Problem statement: Each line of the data below containing "bangle" needs to be listed.

Provided entries:
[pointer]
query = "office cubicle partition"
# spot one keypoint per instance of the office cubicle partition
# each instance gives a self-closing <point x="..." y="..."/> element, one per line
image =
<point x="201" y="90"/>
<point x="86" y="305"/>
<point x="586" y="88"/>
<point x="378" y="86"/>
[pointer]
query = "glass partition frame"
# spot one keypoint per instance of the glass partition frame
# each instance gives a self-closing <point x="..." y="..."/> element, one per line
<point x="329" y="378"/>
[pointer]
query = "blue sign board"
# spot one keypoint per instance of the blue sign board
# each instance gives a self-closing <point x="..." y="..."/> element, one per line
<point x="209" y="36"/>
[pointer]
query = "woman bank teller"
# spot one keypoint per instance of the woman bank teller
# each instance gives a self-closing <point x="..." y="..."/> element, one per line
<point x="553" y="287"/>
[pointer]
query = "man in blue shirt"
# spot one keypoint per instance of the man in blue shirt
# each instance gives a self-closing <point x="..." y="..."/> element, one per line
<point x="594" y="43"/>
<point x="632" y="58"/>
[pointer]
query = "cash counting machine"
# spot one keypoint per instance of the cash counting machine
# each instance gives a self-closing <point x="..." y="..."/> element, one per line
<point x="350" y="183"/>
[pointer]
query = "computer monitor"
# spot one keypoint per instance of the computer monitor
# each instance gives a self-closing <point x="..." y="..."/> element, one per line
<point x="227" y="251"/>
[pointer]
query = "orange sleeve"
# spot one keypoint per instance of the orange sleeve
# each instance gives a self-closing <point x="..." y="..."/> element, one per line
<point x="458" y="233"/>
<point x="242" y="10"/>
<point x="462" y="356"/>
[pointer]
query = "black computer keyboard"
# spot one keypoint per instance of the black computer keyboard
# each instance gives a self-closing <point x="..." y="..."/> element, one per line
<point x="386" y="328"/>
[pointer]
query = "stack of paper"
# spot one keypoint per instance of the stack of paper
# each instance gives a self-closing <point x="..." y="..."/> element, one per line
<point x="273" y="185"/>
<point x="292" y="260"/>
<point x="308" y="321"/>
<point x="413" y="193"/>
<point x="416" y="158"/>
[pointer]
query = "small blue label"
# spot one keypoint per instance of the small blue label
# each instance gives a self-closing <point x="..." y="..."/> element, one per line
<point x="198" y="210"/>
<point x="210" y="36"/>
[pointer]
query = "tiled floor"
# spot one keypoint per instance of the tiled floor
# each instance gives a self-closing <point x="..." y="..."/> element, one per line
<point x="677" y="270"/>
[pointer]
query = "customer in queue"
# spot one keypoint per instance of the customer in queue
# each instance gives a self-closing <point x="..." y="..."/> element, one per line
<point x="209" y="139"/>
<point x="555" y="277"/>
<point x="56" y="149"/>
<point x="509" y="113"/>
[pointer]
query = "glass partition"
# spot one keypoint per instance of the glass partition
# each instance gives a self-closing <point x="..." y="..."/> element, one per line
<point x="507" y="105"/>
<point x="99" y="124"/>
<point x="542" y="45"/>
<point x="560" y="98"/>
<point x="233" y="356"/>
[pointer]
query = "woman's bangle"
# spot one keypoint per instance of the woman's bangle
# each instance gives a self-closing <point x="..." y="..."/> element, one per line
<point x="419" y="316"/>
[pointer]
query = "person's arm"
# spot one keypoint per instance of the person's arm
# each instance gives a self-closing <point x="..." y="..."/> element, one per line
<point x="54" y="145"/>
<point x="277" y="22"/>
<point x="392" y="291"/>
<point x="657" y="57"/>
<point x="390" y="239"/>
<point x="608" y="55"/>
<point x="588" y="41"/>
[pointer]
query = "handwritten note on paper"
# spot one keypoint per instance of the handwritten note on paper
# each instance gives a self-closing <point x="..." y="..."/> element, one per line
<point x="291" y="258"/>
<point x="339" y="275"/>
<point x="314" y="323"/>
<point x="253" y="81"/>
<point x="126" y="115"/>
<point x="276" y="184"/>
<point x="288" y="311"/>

Answer area:
query = "woman's bangle"
# spot one keypoint per instance of the woman's bangle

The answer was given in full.